## [Problem description]
Retype all the data word for word.

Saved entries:
--*--

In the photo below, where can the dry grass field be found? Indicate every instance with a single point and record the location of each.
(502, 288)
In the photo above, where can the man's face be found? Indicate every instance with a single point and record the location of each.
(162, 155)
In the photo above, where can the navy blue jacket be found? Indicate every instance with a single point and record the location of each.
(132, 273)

--*--

## [Your solution]
In the photo below, where can the dry grass field be found? Indicate every instance with a single point and record the location of each.
(502, 288)
In the photo above, where can the man's face be found? Indicate every instance with a single point and record the location of each.
(162, 155)
In the photo above, where can the navy blue jacket be found? Indicate every instance with a single point and record the location of each.
(132, 273)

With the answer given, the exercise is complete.